TASK REQUIREMENTS » Lines with the string "denver" in the data below: report how many there are, and write nothing but the number.

MATERIAL SHOWN »
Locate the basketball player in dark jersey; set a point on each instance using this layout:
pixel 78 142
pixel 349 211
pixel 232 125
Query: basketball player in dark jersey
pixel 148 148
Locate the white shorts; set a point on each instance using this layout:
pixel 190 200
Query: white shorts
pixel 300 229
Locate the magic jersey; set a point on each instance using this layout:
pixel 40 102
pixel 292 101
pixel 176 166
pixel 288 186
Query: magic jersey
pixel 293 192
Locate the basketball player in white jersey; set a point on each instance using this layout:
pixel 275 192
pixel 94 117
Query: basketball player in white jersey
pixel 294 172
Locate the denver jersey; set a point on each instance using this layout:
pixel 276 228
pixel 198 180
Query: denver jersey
==
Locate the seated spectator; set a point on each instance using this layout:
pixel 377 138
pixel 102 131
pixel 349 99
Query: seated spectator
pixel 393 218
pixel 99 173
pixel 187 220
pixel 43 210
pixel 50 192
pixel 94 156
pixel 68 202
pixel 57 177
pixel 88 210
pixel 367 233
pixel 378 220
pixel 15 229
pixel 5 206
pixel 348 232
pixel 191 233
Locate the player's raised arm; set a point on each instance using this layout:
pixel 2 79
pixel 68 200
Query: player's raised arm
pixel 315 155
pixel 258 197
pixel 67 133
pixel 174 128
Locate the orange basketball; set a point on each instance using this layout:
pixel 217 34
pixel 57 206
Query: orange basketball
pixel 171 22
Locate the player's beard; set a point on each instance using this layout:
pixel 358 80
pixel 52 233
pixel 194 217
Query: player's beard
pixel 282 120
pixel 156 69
...
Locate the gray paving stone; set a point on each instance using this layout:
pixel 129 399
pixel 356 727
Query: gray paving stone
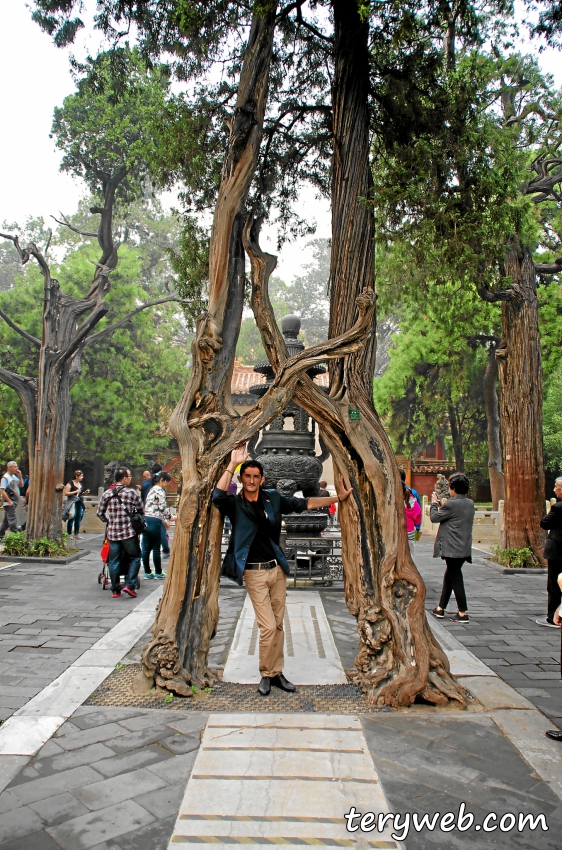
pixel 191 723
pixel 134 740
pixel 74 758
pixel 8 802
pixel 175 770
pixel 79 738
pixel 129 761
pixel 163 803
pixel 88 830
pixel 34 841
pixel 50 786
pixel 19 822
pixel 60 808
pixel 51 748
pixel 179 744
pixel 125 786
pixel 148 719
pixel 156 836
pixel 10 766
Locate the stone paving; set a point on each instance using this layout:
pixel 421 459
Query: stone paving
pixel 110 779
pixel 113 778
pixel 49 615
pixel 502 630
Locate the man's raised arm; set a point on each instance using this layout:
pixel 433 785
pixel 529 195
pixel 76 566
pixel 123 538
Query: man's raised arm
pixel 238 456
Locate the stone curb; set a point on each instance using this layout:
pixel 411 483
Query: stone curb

THE ANSWER » 2